#### Exercise
Reproduce the listing that follows with no differences at all.

#### Data supplied
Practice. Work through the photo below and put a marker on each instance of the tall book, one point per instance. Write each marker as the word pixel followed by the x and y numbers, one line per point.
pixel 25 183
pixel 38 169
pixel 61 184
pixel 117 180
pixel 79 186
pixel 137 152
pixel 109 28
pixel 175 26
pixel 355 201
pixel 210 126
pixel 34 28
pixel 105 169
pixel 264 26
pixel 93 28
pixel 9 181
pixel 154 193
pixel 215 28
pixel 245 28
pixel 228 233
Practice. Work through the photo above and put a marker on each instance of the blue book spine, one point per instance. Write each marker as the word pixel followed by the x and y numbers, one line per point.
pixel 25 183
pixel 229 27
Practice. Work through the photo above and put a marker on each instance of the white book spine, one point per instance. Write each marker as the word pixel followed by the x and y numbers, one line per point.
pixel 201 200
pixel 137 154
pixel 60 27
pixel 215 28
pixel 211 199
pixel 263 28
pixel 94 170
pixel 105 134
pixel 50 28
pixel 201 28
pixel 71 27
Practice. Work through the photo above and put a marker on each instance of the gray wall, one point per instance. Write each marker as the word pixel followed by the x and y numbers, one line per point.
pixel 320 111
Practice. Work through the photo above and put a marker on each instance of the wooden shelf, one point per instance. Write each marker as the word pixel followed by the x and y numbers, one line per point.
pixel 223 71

#### Exercise output
Practice. Work through the photo below and put a marker on each instance of the tall book, one point per instance. Write each marker as the word pixel followed by the x and y numbers, one line per point.
pixel 25 183
pixel 38 169
pixel 61 184
pixel 117 180
pixel 79 186
pixel 137 152
pixel 109 28
pixel 175 26
pixel 355 201
pixel 210 126
pixel 34 28
pixel 105 169
pixel 264 26
pixel 93 28
pixel 9 181
pixel 154 193
pixel 215 28
pixel 245 28
pixel 228 233
Practice. Work through the photo above and put a marker on each instance of the blue book spine, one point per instance. Write each marker as the word pixel followed by the x and y numbers, one line per point.
pixel 25 183
pixel 229 27
Practice. Work through the photo above and put a marker on each instance of the white book spine, one point per instance. Write each marker as the word pixel followed by the x and y numbers, one line per point.
pixel 201 200
pixel 137 154
pixel 60 27
pixel 215 28
pixel 211 199
pixel 263 28
pixel 94 170
pixel 105 134
pixel 50 28
pixel 201 28
pixel 71 27
Practice. Work through the photo above and put a marker on each instance of the gray wall, one point per instance. Write each marker as the word pixel followed by the x and y numbers, one line per point.
pixel 320 111
Practice. Work through the photo above and put a marker on each instance of the wooden shelf, one point per instance. Write each marker as the word pixel followed by the x and y numbers, one line per point.
pixel 223 71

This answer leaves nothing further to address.